EXCERPT TO READ
((

Contracting for outcomes has a long history and is increasingly featured as part of a wide literature covering government outsourcing and payment by results. Social impact bonds – which are increasingly known as social outcomes contracts – continue to be launched all over the world and attract a broad network of practitioners.
But, these partnerships between governments, charities and social investors can take widely varying forms. Why is this? How do the efforts in different policy domains and geographies compare with one another? What lessons can be learned from efforts to date that might inform government contracting practice more broadly? Might the disruption of COVID-19 lead practitioners and policymakers towards or away from these practices?
While an outcomes logic is perhaps most explicit in outcome-based contracting, there exist a host of other managerial models and learning routines that seek to focus the attention of those delivering goods and services - be they government employees, private contractors, or issue- or policy-based multi-organisational partnerships - on continual improvement with the ultimate goal of improving the societal outcomes governments prioritize for the people they serve. Examples include (but are certainly not limited to) performance management, performance-based budgeting, venture philanthropy, learning forums, rapid cycle testing, and collaborative performance regimes.

))

PROBLEM REQUIREMENTS
Summarize the passage on outcomes contracting in two sentences. The listing has no connection to the passage on outcomes contracting.

SOURCE DATA
((

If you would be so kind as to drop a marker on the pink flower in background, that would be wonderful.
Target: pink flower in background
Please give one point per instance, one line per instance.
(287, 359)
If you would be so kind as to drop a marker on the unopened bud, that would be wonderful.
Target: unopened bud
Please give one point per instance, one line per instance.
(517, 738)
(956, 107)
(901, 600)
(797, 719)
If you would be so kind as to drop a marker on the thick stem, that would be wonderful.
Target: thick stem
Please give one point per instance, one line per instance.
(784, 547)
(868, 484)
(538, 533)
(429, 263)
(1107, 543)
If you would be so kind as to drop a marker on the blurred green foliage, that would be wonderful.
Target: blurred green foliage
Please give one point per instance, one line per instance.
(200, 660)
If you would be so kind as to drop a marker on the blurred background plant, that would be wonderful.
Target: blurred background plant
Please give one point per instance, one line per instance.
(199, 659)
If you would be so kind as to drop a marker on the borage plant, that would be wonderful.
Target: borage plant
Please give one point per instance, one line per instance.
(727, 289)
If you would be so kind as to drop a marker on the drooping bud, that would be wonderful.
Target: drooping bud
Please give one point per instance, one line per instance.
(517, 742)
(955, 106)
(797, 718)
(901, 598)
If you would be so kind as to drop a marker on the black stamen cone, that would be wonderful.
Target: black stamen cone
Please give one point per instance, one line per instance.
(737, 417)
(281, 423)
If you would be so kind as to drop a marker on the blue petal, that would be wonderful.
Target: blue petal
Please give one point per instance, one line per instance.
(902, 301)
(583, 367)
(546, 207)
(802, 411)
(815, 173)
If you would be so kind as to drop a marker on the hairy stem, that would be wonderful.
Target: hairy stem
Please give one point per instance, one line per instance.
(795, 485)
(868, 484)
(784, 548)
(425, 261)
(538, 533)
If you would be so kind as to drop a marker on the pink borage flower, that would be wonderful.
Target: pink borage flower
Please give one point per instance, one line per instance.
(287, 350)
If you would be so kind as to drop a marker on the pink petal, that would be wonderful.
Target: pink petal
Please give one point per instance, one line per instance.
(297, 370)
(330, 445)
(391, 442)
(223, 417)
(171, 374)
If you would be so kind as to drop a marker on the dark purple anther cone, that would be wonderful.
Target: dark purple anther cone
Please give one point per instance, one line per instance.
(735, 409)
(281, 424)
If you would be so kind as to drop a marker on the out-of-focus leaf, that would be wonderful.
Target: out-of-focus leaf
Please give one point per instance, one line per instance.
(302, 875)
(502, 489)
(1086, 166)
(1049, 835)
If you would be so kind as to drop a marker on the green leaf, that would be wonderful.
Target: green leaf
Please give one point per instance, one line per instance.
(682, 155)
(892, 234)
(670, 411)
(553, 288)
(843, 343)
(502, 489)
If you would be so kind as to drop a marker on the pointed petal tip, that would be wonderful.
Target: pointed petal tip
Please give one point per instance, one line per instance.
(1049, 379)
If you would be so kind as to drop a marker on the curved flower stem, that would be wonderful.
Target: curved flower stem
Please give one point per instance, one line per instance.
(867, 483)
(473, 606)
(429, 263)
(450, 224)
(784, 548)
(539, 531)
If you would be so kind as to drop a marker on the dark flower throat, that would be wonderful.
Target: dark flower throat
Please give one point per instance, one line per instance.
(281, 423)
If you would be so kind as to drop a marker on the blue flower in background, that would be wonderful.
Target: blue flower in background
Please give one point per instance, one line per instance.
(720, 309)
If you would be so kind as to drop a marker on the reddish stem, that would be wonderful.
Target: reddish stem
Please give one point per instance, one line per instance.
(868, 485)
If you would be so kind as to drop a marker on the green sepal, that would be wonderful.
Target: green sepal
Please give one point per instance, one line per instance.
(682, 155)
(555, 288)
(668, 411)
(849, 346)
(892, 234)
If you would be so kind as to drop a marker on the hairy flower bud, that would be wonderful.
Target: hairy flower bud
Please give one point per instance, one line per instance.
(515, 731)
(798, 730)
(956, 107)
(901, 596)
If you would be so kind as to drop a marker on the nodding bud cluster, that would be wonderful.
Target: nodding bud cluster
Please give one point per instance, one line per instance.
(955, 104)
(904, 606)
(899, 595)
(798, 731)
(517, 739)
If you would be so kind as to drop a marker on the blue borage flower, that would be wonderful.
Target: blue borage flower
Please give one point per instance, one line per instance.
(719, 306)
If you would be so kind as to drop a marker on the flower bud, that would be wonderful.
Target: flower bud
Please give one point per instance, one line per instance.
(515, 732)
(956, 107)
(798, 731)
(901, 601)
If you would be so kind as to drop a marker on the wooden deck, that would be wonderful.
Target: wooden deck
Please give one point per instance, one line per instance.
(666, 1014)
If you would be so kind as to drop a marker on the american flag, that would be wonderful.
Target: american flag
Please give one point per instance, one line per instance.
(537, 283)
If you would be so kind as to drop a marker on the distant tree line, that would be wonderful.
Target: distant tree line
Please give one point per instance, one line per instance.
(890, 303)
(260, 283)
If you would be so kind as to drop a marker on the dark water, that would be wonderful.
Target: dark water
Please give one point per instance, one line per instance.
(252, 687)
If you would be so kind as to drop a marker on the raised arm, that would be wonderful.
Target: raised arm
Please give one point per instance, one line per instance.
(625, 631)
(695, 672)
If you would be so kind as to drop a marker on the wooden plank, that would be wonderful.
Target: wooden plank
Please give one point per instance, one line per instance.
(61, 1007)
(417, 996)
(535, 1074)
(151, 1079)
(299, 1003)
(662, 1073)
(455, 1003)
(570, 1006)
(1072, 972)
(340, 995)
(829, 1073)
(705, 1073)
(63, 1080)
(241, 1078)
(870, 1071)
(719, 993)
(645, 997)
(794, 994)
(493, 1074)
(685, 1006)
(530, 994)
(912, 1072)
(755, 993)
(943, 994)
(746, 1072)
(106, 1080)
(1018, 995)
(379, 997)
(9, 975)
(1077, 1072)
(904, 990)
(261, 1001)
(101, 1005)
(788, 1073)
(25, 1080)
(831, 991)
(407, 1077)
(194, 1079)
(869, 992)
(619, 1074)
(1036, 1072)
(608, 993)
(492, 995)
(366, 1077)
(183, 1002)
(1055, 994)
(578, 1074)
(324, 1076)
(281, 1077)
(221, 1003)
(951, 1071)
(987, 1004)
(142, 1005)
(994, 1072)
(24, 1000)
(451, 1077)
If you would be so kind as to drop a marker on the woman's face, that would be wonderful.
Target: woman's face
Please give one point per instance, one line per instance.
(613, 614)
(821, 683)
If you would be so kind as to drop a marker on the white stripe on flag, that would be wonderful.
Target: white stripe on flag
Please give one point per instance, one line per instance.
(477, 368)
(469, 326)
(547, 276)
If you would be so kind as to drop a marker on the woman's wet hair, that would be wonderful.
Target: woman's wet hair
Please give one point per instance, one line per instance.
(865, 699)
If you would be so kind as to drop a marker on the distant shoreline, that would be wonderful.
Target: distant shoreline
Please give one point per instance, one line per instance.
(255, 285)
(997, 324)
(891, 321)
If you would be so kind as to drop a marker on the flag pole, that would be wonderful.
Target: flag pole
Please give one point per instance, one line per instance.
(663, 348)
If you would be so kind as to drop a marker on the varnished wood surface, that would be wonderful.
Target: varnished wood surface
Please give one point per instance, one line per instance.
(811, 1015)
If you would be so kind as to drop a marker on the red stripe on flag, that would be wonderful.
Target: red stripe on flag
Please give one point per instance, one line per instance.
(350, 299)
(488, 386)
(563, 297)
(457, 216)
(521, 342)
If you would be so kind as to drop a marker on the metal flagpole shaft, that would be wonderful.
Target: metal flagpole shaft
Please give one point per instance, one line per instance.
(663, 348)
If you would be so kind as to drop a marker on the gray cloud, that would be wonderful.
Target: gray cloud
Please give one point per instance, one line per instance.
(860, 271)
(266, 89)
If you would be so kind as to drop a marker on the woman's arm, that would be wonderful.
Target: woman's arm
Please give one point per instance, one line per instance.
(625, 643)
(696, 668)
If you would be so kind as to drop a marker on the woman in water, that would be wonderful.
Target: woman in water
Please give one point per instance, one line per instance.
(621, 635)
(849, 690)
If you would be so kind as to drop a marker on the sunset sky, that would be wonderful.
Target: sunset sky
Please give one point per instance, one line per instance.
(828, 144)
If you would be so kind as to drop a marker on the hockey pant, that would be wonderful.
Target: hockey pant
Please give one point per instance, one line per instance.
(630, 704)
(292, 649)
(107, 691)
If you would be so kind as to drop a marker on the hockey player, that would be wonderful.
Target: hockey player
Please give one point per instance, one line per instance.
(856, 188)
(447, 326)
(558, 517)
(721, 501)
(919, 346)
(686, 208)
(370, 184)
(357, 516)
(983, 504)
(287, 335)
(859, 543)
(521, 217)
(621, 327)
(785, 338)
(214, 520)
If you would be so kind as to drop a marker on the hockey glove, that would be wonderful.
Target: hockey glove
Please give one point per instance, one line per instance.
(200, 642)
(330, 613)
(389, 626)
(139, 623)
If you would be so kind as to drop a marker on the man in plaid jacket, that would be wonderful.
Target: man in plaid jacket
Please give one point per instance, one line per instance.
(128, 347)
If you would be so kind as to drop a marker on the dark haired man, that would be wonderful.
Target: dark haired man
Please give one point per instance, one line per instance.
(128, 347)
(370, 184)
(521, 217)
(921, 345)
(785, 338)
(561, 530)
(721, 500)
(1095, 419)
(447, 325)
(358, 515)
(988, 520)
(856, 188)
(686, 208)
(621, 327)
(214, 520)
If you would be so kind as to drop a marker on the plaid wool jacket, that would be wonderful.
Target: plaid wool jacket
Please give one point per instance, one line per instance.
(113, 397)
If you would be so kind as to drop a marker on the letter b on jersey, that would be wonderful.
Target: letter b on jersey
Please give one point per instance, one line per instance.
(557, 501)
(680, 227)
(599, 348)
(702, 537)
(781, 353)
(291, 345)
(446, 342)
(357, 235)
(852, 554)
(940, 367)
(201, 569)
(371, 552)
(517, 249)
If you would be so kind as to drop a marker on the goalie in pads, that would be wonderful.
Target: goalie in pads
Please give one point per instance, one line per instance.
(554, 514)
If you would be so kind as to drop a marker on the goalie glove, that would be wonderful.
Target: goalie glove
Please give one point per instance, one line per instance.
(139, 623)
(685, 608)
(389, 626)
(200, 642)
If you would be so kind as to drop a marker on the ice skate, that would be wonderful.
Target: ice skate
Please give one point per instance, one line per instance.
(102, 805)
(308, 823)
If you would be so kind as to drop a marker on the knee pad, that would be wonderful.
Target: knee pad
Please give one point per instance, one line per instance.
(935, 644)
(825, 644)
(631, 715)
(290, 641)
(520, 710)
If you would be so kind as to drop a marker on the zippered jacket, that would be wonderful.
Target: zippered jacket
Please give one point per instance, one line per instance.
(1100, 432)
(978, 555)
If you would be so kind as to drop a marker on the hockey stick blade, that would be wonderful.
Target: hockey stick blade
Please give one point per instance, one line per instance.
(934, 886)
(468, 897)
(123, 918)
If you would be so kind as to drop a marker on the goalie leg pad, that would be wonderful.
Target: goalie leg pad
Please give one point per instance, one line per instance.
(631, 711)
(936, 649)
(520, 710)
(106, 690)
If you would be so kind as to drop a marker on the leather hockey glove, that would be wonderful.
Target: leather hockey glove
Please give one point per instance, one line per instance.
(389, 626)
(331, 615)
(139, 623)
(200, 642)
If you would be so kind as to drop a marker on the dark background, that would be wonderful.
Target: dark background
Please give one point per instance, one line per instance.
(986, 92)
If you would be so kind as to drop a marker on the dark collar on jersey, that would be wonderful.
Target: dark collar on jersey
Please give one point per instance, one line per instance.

))

PROBLEM SOLUTION
Contracting for outcomes has a long history, and social impact bonds, increasingly known as social outcomes contracts, continue to be launched worldwide, though these partnerships between governments, charities and social investors take widely varying forms. Beyond outcome-based contracting, many other managerial models and learning routines, such as performance management and collaborative performance regimes, seek to focus those delivering goods and services on continual improvement toward better societal outcomes.